Point-per-instance localization data:
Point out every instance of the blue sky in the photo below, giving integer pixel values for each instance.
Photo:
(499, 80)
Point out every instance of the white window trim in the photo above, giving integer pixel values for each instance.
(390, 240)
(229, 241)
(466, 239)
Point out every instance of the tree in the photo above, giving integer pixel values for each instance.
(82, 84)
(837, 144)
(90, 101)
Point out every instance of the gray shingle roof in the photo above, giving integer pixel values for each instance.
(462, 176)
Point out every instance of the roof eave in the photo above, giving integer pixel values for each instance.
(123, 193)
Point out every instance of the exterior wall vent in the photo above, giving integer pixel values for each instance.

--- Exercise directions ---
Write out the full set of records exactly as given.

--- Exercise answer ---
Point out every instance of the blue sky in the photo below, giving integer pixel values for each instance.
Photo:
(499, 80)
Point out every instance of the white window trim in the photo above, giving integer pixel values for each instance.
(390, 240)
(229, 241)
(466, 239)
Point out every instance of the tree in the photo above, giving integer pixel values for each instance.
(82, 84)
(837, 144)
(90, 101)
Point out every instance of the gray shingle roof in the photo above, giving integer pixel values for each instance.
(462, 176)
Point out every instance of the roof eave in the photo above, giving integer pixel values for each instance.
(123, 193)
Point out every instance of the exterior wall vent in the photo above, giving integer pixel values for each instance.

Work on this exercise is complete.